Stored data
···

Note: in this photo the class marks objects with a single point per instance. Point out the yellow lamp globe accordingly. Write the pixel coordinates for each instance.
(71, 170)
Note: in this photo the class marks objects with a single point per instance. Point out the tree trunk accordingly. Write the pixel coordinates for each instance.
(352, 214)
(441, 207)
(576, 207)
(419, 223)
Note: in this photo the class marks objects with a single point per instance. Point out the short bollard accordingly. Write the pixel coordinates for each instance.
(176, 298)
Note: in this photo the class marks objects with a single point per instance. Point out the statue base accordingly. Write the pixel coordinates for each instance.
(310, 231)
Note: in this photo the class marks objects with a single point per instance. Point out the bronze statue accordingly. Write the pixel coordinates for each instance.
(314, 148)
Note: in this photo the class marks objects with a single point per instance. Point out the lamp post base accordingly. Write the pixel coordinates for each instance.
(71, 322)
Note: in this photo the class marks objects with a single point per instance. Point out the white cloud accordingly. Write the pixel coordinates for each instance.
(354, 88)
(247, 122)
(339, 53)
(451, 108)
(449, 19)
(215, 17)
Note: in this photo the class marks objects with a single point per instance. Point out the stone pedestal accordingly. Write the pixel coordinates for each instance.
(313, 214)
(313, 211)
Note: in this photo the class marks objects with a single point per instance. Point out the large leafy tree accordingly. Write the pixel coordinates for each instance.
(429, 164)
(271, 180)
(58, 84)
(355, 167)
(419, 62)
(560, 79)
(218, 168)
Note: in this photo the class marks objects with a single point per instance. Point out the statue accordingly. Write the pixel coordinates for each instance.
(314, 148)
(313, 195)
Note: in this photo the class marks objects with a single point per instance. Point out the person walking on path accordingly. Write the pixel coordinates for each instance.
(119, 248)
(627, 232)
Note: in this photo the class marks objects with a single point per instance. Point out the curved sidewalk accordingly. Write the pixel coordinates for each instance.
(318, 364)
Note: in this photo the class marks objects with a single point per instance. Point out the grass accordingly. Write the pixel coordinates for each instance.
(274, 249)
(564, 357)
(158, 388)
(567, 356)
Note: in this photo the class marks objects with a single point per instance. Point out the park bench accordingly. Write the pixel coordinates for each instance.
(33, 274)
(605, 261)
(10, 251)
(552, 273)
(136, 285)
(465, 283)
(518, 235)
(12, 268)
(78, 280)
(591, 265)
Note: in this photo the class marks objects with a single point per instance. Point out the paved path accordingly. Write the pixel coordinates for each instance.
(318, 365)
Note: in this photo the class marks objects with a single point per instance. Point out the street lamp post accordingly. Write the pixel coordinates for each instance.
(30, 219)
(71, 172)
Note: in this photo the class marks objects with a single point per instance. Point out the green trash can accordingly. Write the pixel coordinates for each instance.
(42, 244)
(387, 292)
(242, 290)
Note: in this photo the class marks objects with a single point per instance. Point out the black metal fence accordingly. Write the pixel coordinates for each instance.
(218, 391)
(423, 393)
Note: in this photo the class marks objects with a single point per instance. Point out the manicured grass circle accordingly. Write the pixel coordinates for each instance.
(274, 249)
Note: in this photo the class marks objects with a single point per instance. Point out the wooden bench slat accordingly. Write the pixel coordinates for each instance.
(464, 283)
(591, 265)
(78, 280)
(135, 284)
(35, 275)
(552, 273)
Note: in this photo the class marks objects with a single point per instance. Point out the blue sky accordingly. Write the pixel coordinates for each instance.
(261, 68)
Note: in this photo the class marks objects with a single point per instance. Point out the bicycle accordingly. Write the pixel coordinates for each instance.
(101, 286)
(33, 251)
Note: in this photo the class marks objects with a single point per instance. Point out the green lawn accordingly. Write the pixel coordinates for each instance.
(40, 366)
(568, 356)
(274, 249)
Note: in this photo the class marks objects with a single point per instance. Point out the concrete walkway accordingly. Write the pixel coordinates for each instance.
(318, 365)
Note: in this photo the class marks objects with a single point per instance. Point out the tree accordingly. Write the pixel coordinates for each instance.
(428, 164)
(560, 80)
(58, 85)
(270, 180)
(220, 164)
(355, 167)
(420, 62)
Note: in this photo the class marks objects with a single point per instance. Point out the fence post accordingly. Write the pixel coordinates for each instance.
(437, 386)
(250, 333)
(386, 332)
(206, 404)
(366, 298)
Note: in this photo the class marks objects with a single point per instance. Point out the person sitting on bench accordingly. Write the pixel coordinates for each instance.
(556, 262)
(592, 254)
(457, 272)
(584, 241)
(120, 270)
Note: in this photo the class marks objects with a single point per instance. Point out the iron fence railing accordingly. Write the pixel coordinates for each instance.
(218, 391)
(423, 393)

···

WRITTEN REQUEST: The records above must be repeated exactly, every one of them.

WRITTEN ANSWER:
Note: in this photo the class marks objects with a single point per instance. Point out the yellow lamp globe accordingly. Write the pixel coordinates for each instance.
(71, 170)
Note: in this photo the class marks objects with a single point per instance. Point out the tree trunk accordingly. Write the pixel coordinates for each instance.
(352, 214)
(441, 207)
(576, 207)
(419, 223)
Note: in this photo the class marks objects with a single point per instance. Point out the short bollard accordingly. Write the pixel coordinates for each instance.
(176, 298)
Note: in this photo the class marks objects with a single point per instance. Point out the statue base accordingly. Write the pixel coordinates for each instance.
(310, 231)
Note: in this photo the class marks objects with a single point per instance. Point out the bronze statue accordingly. Write the pixel coordinates for each instance.
(314, 148)
Note: in this photo the class marks objects with a single point per instance. Point out the lamp post base accordingly. Write the pixel coordinates for each instance.
(71, 322)
Note: in this photo the class marks objects with a single point per instance. Point out the white cloud accordingly. Write the pixel coordinates for each instance.
(354, 88)
(247, 122)
(339, 53)
(451, 108)
(449, 19)
(215, 17)
Note: in this photo the class marks objects with a single point per instance. Point out the stone pedestal accordingly. Write the pixel coordinates for each instance.
(313, 214)
(313, 211)
Note: in this photo the class marks objects with a single point per instance. Point out the large leafy tree accordingly. Write the pixel coordinates for each instance.
(429, 164)
(271, 180)
(58, 84)
(355, 167)
(419, 62)
(560, 79)
(218, 168)
Note: in this photo the class marks objects with a single point per instance. Point out the statue accordingly. Write the pixel coordinates for each instance.
(314, 148)
(313, 195)
Note: in this photo the class marks objects with a single point per instance. Point out the person walking on path accordingly. Write the pixel coordinates for each instance.
(119, 248)
(627, 232)
Note: in this photo the class marks objects with a single point per instance. Point out the curved sidewalk accordingly. Write the pixel coordinates for each instance.
(318, 364)
Note: in this photo the class marks objects with a single point per instance. Point out the grass accordingly. Write the pixel coordinates for each instance.
(274, 249)
(564, 357)
(158, 388)
(567, 356)
Note: in this photo the class marks objects with a single point per instance. Point out the park bench accordingly. Write the pixel coordinates for each instance.
(33, 274)
(605, 261)
(10, 251)
(552, 273)
(136, 285)
(465, 283)
(518, 235)
(12, 268)
(78, 280)
(591, 265)
Note: in this photo the class marks objects with a single point per instance. Point out the paved path accordingly. Write the pixel coordinates for each instance.
(318, 365)
Note: in this photo the class marks objects with a single point per instance. Point out the street lamp post accordingly. Write the pixel coordinates for each instance.
(30, 219)
(71, 172)
Note: in this photo the class marks objects with a single point per instance. Point out the green trash can accordingly. Write the pixel coordinates for each instance.
(42, 244)
(387, 292)
(242, 290)
Note: in this photo the class marks objects with a single point per instance. Point out the black metal fence accordingly. Write the pixel coordinates for each instance.
(218, 391)
(423, 393)
Note: in this photo the class marks objects with a single point per instance. Point out the manicured grass circle accordingly. Write the pixel coordinates for each instance.
(274, 249)
Note: in this photo the class marks objects with a single point per instance. Point out the wooden bench slat accordingly. Write the pixel coordinates for each instance.
(464, 283)
(591, 265)
(78, 280)
(135, 284)
(35, 275)
(552, 273)
Note: in this photo the class marks objects with a single point per instance. Point out the blue sky accordingly. Write the pixel coordinates for each instance.
(261, 68)
Note: in this photo the class marks objects with a single point per instance. Point out the bicycle accordingly. Write the pixel coordinates for each instance.
(101, 286)
(33, 251)
Note: in this photo the class marks objects with a single point per instance. Point out the green lawn accordingly. Write the pixel coordinates for each instance.
(40, 366)
(568, 356)
(274, 249)
Note: in this photo the class marks objects with a single point per instance. Point out the concrete walkway accordingly. Write the pixel coordinates for each instance.
(318, 365)
Note: in this photo the class marks objects with a single point per instance. Point out the tree accordingly. Write the pixel coordinates for each instance.
(428, 164)
(560, 80)
(58, 85)
(270, 180)
(220, 164)
(355, 167)
(420, 62)
Note: in this photo the class marks objects with a single point per instance. Point out the fence post accordingly. Write the pixel coordinates for each instance.
(437, 386)
(250, 333)
(386, 332)
(206, 404)
(366, 298)
Note: in this photo the class marks objects with a single point per instance. Point out the person sitting on bench accordingly. Write the pixel coordinates for each instance.
(556, 262)
(592, 254)
(457, 272)
(584, 241)
(120, 270)
Note: in this photo the class marks objects with a single point per instance. Point out the iron fence railing accordingly. Write the pixel coordinates for each instance.
(218, 391)
(423, 393)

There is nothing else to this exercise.